## Text des Dokuments:
Vor S-Bahn geschubst: Prozess gegen zwei 18-Jährige hat begonnen

14.11.2019, 14:36 Uhr
Unter Ausschluss der Öffentlichkeit startete der Prozess um die mutmaßlichen S-Bahn-Schubser vor der Jugendkammer I.

© Stefan Hippel, NNZ Unter Ausschluss der Öffentlichkeit startete der Prozess um die mutmaßlichen S-Bahn-Schubser vor der Jugendkammer I.

Das Jugendstrafverfahren gegen zwei mutmaßliche S-Bahn-Schubser (beide zum Tatzeitpunkt 17 Jahre) hat hinter den verschlossenen Türen der Jugendkammer I des Landgerichts Nürnberg-Fürth begonnen. Am Morgen ist der Medienandrang enorm, acht Kamerateams drängen sich kurz vor Prozessbeginn um 9 Uhr vor der Richterbank, im Anschluss wird die Öffentlichkeit ausgeschlossen.

Dieter Weidlich, der erfahrene und langjährige Vorsitzende der Jugendkammer ergreift das Wort: "Bevor es losgeht und unabhängig vom Verlauf der Verhandlung, ein Wort an die Familien: Es ist ein schreckliches Geschehen, das zum Tod ihrer Söhne führte. Wir können nachvollziehen, wie es Ihnen geht. Wir wollen uns erlauben, Ihnen unsere Anteilnahme auszusprechen." Seinen Worten schließen sich die Staatsanwältin und die Verteidiger an.

Das Drama vom 26. Januar 2019 begann um 0.10 Uhr auf dem Treppenaufgang zur S-Bahn-Station Frankenstraße: Die U-18-Party im Club "won" war zu Ende, die jugendlichen Nachtschwärmer traten ihren Heimweg an, darunter auch Frederik Wilke und Luca Ballmann; die beiden 16-Jährigen aus Heroldsberg haben an jenem Bahnsteig ihr Leben verloren. Frederik stieg den Treppenaufgang zum Gleis hoch, als hinter ihm einer an seinen Rucksack fasste.

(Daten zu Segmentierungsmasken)
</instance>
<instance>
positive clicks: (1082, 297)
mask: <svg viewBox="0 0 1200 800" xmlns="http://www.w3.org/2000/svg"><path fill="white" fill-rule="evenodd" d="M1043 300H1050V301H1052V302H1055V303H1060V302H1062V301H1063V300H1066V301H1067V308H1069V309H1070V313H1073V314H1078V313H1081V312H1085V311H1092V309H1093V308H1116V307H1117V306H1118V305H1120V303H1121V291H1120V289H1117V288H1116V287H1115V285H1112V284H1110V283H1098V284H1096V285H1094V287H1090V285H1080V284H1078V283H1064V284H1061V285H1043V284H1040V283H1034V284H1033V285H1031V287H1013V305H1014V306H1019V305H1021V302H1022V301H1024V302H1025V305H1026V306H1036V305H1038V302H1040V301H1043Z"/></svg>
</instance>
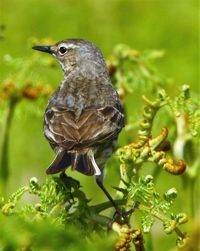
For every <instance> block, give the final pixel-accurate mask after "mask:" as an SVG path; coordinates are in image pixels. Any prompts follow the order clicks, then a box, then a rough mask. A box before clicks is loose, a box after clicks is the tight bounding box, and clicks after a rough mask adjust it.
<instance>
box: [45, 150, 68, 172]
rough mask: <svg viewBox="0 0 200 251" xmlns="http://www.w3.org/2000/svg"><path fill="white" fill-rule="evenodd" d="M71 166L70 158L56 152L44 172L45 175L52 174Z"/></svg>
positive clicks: (67, 154)
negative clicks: (50, 163)
mask: <svg viewBox="0 0 200 251" xmlns="http://www.w3.org/2000/svg"><path fill="white" fill-rule="evenodd" d="M70 164H71V156H70V155H69V154H67V153H66V152H65V151H60V152H58V154H57V156H56V158H55V159H54V161H53V162H52V163H51V165H50V166H49V168H48V169H47V170H46V173H47V174H54V173H59V172H62V171H64V170H65V169H66V168H67V167H68V166H69V165H70Z"/></svg>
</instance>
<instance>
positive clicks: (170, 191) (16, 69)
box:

## Aufgaben:
A: Gib bitte den Artikel über den Prozess gegen die S-Bahn-Schubser erneut wieder, beginnend mit "Dieter Weidlich, der" und weiter bis einschließlich "seinen Rucksack fasste.". Ersetze dabei "Treppenaufgang" durch "Treppenzugang".
B: Stimmen diese Aussagen mit dem Artikel über den Prozess gegen die S-Bahn-Schubser überein? Antworte jeweils mit Ja oder Nein und zitiere die entscheidenden Worte wörtlich.
(i) Der Prozess begann vor der Jugendkammer I des Landgerichts Nürnberg-Fürth.
(ii) Beide Angeklagten waren zum Tatzeitpunkt 18 Jahre alt.
(iii) Frederik Wilke und Luca Ballmann kamen aus Heroldsberg.

## Lösungen:
A:
Dieter Weidlich, der erfahrene und langjährige Vorsitzende der Jugendkammer ergreift das Wort: "Bevor es losgeht und unabhängig vom Verlauf der Verhandlung, ein Wort an die Familien: Es ist ein schreckliches Geschehen, das zum Tod ihrer Söhne führte. Wir können nachvollziehen, wie es Ihnen geht. Wir wollen uns erlauben, Ihnen unsere Anteilnahme auszusprechen." Seinen Worten schließen sich die Staatsanwältin und die Verteidiger an.

Das Drama vom 26. Januar 2019 begann um 0.10 Uhr auf dem Treppenzugang zur S-Bahn-Station Frankenstraße: Die U-18-Party im Club "won" war zu Ende, die jugendlichen Nachtschwärmer traten ihren Heimweg an, darunter auch Frederik Wilke und Luca Ballmann; die beiden 16-Jährigen aus Heroldsberg haben an jenem Bahnsteig ihr Leben verloren. Frederik stieg den Treppenzugang zum Gleis hoch, als hinter ihm einer an seinen Rucksack fasste.

B:
(i) Ja: „hinter den verschlossenen Türen der Jugendkammer I des Landgerichts Nürnberg-Fürth begonnen"
(ii) Nein: „beide zum Tatzeitpunkt 17 Jahre"
(iii) Ja: „die beiden 16-Jährigen aus Heroldsberg"